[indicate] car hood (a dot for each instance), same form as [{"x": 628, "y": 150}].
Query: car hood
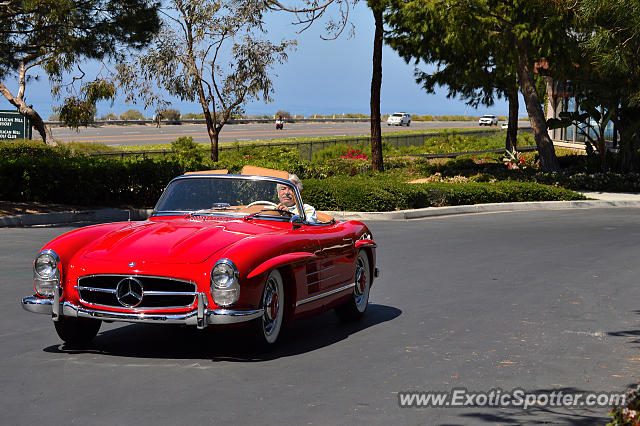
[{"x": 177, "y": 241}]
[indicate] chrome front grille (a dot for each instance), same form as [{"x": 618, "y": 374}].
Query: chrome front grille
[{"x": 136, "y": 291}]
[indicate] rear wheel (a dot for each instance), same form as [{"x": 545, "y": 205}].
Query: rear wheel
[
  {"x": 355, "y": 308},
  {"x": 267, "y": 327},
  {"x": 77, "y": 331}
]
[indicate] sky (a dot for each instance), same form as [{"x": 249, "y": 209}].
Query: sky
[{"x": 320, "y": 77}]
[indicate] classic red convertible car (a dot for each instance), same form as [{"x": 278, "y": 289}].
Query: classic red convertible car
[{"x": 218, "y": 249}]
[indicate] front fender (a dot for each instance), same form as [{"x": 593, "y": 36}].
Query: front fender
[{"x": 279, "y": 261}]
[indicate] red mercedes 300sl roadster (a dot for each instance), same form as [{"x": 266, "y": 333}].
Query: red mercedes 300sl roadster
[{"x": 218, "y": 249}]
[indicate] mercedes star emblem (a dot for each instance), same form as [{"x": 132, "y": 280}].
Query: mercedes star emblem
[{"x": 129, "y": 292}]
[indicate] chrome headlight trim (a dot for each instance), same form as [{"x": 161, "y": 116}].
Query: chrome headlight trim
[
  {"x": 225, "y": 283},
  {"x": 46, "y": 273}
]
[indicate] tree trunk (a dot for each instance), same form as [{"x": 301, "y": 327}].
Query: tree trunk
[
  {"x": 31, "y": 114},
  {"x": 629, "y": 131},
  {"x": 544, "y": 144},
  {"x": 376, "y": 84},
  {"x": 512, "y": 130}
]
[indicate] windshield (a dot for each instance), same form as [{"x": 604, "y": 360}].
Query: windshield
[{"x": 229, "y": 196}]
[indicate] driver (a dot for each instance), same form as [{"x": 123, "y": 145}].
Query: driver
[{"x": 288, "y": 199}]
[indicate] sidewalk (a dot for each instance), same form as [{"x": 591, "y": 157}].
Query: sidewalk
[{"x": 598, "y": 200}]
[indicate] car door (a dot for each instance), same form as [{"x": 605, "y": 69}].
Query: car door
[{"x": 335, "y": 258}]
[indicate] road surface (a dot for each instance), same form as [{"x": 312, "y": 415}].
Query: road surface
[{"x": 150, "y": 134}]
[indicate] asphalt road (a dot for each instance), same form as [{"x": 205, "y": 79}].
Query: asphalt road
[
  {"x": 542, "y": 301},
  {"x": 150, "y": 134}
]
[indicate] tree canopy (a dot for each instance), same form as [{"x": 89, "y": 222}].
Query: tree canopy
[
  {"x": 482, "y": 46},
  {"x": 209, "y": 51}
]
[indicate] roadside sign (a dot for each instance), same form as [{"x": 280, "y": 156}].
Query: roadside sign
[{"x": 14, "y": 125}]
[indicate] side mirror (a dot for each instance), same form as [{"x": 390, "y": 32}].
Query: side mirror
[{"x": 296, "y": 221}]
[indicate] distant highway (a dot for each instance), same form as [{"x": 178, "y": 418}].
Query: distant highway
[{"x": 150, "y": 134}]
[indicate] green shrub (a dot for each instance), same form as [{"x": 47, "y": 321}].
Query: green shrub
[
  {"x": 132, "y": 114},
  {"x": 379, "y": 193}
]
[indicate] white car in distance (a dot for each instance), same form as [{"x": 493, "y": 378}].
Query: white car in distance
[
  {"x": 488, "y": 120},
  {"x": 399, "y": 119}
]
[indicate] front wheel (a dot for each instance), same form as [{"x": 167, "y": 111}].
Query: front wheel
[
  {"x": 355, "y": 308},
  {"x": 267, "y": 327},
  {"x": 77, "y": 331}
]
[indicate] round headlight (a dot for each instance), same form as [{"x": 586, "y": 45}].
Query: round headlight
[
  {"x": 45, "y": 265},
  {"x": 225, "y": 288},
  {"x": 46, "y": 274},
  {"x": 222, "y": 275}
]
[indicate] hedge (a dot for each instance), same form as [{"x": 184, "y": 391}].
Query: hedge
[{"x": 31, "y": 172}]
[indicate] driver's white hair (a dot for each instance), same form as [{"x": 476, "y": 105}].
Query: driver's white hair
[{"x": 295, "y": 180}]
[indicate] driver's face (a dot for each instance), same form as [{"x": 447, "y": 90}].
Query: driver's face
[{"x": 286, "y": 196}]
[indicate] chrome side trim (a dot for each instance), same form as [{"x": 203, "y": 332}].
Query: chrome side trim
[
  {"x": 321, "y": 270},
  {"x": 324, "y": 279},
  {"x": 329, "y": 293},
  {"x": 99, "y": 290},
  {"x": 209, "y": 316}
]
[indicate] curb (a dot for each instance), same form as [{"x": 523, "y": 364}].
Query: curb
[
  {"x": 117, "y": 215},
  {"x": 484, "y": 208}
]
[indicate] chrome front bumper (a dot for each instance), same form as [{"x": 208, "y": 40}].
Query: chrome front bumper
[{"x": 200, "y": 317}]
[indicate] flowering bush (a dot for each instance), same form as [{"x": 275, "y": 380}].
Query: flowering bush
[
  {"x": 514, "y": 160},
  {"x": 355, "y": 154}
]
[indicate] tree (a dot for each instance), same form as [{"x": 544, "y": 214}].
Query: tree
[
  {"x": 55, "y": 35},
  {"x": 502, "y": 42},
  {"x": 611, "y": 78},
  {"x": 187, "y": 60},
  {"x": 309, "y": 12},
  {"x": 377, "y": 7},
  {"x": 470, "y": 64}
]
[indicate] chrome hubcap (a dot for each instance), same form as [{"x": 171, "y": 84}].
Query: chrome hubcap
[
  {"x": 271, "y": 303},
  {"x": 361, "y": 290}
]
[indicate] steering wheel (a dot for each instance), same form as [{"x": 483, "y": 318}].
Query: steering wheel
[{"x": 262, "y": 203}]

########

AIM OF THE EXERCISE ▸ Copy all of the material above word for word, but leave the pictures out.

FINAL ANSWER ▸
[indicate] car hood (a dot for each instance), same form as [{"x": 628, "y": 150}].
Query: car hood
[{"x": 177, "y": 241}]
[indicate] chrome front grille (a dot for each instance), same form as [{"x": 618, "y": 374}].
Query: chrome front grille
[{"x": 136, "y": 291}]
[indicate] rear wheel (a dot for each instance), same form as [{"x": 545, "y": 205}].
Query: rear wheel
[
  {"x": 355, "y": 308},
  {"x": 267, "y": 327},
  {"x": 77, "y": 331}
]
[indicate] sky (a dot for each instance), same form as [{"x": 249, "y": 209}].
Query: sky
[{"x": 320, "y": 77}]
[indicate] classic red convertible car (a dot for each instance), same form as [{"x": 278, "y": 289}].
Query: classic red convertible car
[{"x": 218, "y": 249}]
[indicate] front fender (a dot for each instance), same form as [{"x": 593, "y": 36}].
Query: front fender
[{"x": 279, "y": 261}]
[indicate] red mercedes 300sl roadster (a dot for each instance), same form as [{"x": 266, "y": 333}].
Query: red mercedes 300sl roadster
[{"x": 218, "y": 249}]
[indicate] mercedes star emblem (a dot for each instance), same form as [{"x": 132, "y": 280}].
Query: mercedes star emblem
[{"x": 129, "y": 292}]
[indicate] chrome headlight trim (a dot for each instance), same form as [{"x": 161, "y": 116}].
Query: chrome headlight trim
[
  {"x": 225, "y": 283},
  {"x": 46, "y": 273}
]
[indicate] tree trunk (a dot for each instance), same form as [{"x": 301, "y": 327}].
Query: tree trunk
[
  {"x": 31, "y": 114},
  {"x": 629, "y": 131},
  {"x": 544, "y": 144},
  {"x": 376, "y": 84},
  {"x": 512, "y": 130}
]
[indicate] windshield (a dot for each instance), same form as [{"x": 604, "y": 360}].
Query: windshield
[{"x": 229, "y": 196}]
[indicate] driver (a dot for each instance), same form as [{"x": 123, "y": 145}].
Query: driver
[{"x": 288, "y": 199}]
[indicate] sidewalk (a dot for each instance), same form as [{"x": 591, "y": 157}].
Query: sidewalk
[{"x": 598, "y": 200}]
[indicate] car door (a dot for each instance), same form as [{"x": 605, "y": 69}].
Query: car door
[{"x": 335, "y": 258}]
[indicate] road surface (a dot for each instance), same form as [{"x": 312, "y": 415}].
Query: road surface
[{"x": 150, "y": 134}]
[indicate] asphalt road (a dot for each instance), same form as [{"x": 205, "y": 79}].
Query: asphalt road
[
  {"x": 542, "y": 301},
  {"x": 150, "y": 134}
]
[indicate] tree canopy (a dot for each instance), same form as [{"x": 89, "y": 222}].
Query: tree canopy
[
  {"x": 482, "y": 46},
  {"x": 209, "y": 51}
]
[indicate] roadside sign (a dot for each instance), same form as [{"x": 280, "y": 156}].
Query: roadside sign
[{"x": 14, "y": 125}]
[indicate] side mirror (a dot for each instance), same form as [{"x": 390, "y": 32}].
Query: side mirror
[{"x": 296, "y": 221}]
[indicate] distant highway (a dot for each instance), same form as [{"x": 178, "y": 418}].
Query: distant highway
[{"x": 150, "y": 134}]
[indicate] green shrub (a dot for each instance), same form as [{"x": 47, "y": 321}].
Query: green shrub
[
  {"x": 132, "y": 114},
  {"x": 379, "y": 193}
]
[indicate] white car in distance (a dot for each instance), same form as [{"x": 493, "y": 378}].
Query: white car in distance
[
  {"x": 488, "y": 120},
  {"x": 399, "y": 119}
]
[indicate] front wheel (a dot for each instance), same form as [{"x": 167, "y": 111}].
Query: front wheel
[
  {"x": 355, "y": 308},
  {"x": 267, "y": 327},
  {"x": 77, "y": 331}
]
[indicate] round headlight (a dot for each instance), same form as [{"x": 586, "y": 45}].
Query: round headlight
[
  {"x": 45, "y": 265},
  {"x": 225, "y": 288},
  {"x": 46, "y": 274},
  {"x": 222, "y": 275}
]
[indicate] hedge (a dot for each instance), same form as [{"x": 184, "y": 391}].
Query: hedge
[{"x": 31, "y": 172}]
[indicate] driver's white hair (a dot for each instance), same form as [{"x": 476, "y": 105}].
Query: driver's white hair
[{"x": 295, "y": 180}]
[indicate] driver's face (a dot for each instance), same form as [{"x": 447, "y": 90}].
Query: driver's face
[{"x": 286, "y": 196}]
[indicate] chrome side trim (a dot for each instance), same form as [{"x": 203, "y": 332}].
Query: chrome side trim
[
  {"x": 321, "y": 270},
  {"x": 324, "y": 279},
  {"x": 329, "y": 293},
  {"x": 99, "y": 290},
  {"x": 209, "y": 316}
]
[indicate] curb (a dot for each instance), same form as [{"x": 523, "y": 364}].
Query: curb
[
  {"x": 117, "y": 215},
  {"x": 484, "y": 208}
]
[indicate] chrome front bumper (a dot for each instance), same form as [{"x": 208, "y": 40}].
Query: chrome front bumper
[{"x": 200, "y": 317}]
[indicate] flowering bush (a dot for each instance), same form as [{"x": 275, "y": 380}].
Query: flowering bush
[
  {"x": 514, "y": 160},
  {"x": 355, "y": 154}
]
[indicate] tree (a dot for each instance), same form as [{"x": 544, "y": 214}].
Query: tree
[
  {"x": 55, "y": 35},
  {"x": 502, "y": 42},
  {"x": 611, "y": 78},
  {"x": 187, "y": 60},
  {"x": 309, "y": 12},
  {"x": 377, "y": 7},
  {"x": 470, "y": 64}
]
[indicate] chrome hubcap (a dot for each instance), same form as [{"x": 171, "y": 84}].
Query: chrome hubcap
[
  {"x": 271, "y": 303},
  {"x": 361, "y": 290}
]
[indicate] steering wheel (a dot for each instance), same form as [{"x": 483, "y": 318}].
Query: steering wheel
[{"x": 262, "y": 203}]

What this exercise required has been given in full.